GIVEN REQUEST: Reproduce the listing below without any change.

— begin DATA FOR THE TASK —

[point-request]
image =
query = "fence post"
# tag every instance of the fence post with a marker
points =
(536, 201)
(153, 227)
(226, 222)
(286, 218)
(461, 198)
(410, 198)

— end DATA FOR THE TASK —

COMPLETE OUTPUT:
[point-request]
image =
query = "fence post"
# tag every instance of the fence post with a marker
points =
(536, 201)
(153, 227)
(226, 222)
(286, 218)
(461, 198)
(410, 198)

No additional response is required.